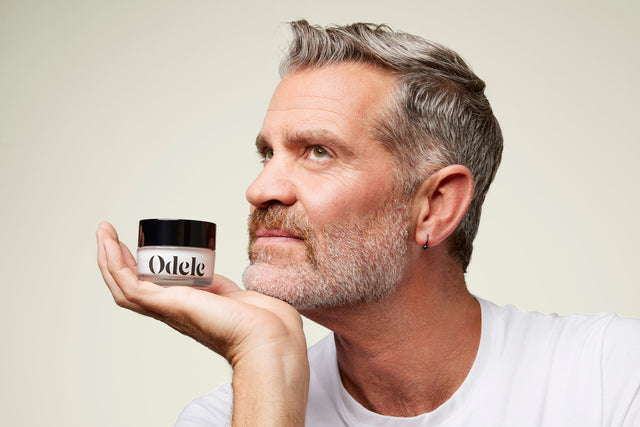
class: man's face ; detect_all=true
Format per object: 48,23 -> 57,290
243,62 -> 412,310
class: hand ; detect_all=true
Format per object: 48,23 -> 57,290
96,221 -> 305,365
96,222 -> 309,425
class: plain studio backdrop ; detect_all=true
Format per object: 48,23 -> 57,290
1,0 -> 638,425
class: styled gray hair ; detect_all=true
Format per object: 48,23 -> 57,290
280,20 -> 503,272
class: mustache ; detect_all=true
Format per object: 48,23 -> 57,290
248,206 -> 318,266
248,205 -> 314,241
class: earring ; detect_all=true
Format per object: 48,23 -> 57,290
423,234 -> 429,250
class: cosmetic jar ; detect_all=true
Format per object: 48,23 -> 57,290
137,219 -> 216,288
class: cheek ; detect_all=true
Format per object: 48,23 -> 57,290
302,193 -> 350,223
296,174 -> 392,224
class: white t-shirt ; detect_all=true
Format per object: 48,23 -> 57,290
176,298 -> 640,426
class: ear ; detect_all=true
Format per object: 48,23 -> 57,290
412,165 -> 474,248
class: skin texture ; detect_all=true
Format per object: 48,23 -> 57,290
97,62 -> 481,422
242,64 -> 413,309
247,63 -> 399,225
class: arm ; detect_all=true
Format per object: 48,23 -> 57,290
96,222 -> 309,426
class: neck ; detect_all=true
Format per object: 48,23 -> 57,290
301,253 -> 481,417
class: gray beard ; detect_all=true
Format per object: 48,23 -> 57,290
242,198 -> 411,310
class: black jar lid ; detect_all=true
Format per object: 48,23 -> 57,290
138,219 -> 216,250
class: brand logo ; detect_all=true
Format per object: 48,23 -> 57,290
148,255 -> 206,277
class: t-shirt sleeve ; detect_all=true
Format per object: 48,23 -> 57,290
601,316 -> 640,426
623,390 -> 640,427
174,383 -> 233,427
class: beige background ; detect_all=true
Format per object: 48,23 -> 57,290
1,0 -> 638,425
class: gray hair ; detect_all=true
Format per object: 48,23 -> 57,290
280,20 -> 503,272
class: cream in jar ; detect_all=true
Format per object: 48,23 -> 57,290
137,219 -> 216,288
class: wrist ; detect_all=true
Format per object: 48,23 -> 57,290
232,334 -> 310,392
231,340 -> 310,426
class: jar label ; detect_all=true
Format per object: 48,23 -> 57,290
137,247 -> 215,279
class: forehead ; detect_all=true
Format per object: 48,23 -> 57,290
260,62 -> 395,145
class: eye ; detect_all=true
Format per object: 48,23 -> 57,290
309,146 -> 330,159
262,148 -> 274,161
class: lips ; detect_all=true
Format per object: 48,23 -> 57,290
254,228 -> 303,240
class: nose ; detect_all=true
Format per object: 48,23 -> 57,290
246,159 -> 297,208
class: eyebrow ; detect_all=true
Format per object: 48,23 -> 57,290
255,129 -> 355,157
255,134 -> 269,154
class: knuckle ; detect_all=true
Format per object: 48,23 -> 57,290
112,294 -> 129,308
121,286 -> 141,305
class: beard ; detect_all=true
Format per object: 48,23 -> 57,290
242,194 -> 411,311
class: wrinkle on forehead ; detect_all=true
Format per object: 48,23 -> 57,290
267,106 -> 342,116
267,94 -> 346,118
290,94 -> 343,101
260,63 -> 396,154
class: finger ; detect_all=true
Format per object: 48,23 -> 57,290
99,226 -> 158,318
97,226 -> 134,307
98,222 -> 137,274
99,221 -> 119,241
103,233 -> 143,305
141,285 -> 261,353
97,225 -> 108,271
205,273 -> 241,295
120,241 -> 137,272
97,226 -> 125,302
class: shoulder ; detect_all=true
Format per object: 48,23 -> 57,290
600,315 -> 640,425
479,298 -> 624,348
601,314 -> 640,356
479,298 -> 640,424
175,383 -> 233,427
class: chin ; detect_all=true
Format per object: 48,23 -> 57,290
242,261 -> 399,311
242,262 -> 306,305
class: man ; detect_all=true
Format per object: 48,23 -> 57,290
97,20 -> 640,426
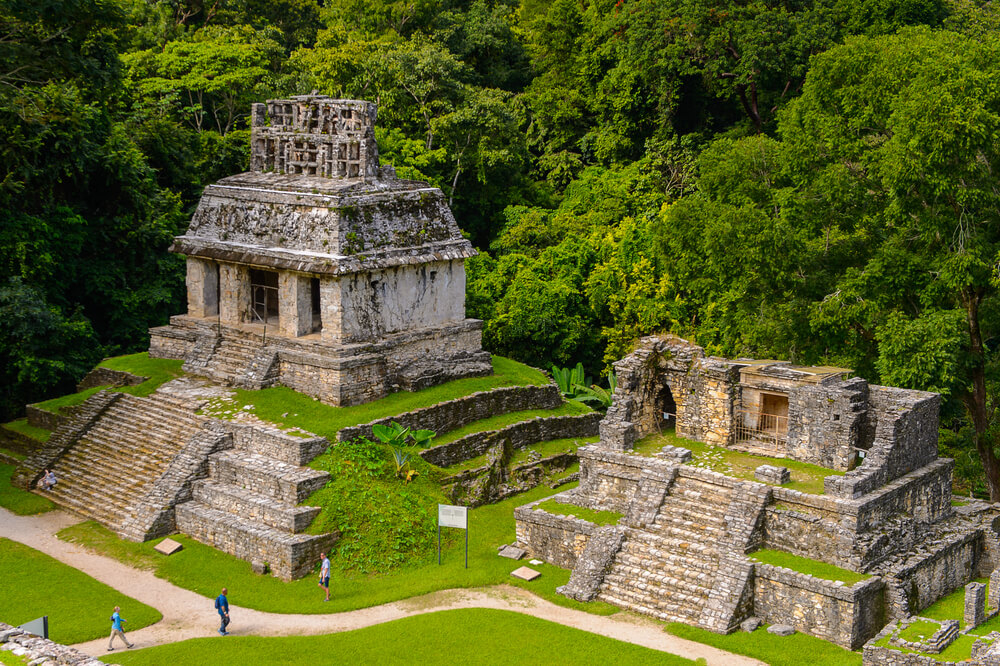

> Work to complete
Above are some records; copy exactly the lines from the one with "class: neck ; detect_all=true" through the one with "class: brand logo ; detect_all=true", both included, and no others.

> Output of the exercise
class: neck ; detect_all=true
Format per object: 48,23 -> 57,290
301,253 -> 481,417
class: gray beard ; detect_all=true
Format per object: 48,23 -> 57,290
242,198 -> 411,310
class: black jar lid ; detect_all=true
Format per object: 48,23 -> 57,290
138,219 -> 216,250
class: brand logo ; detect_all=true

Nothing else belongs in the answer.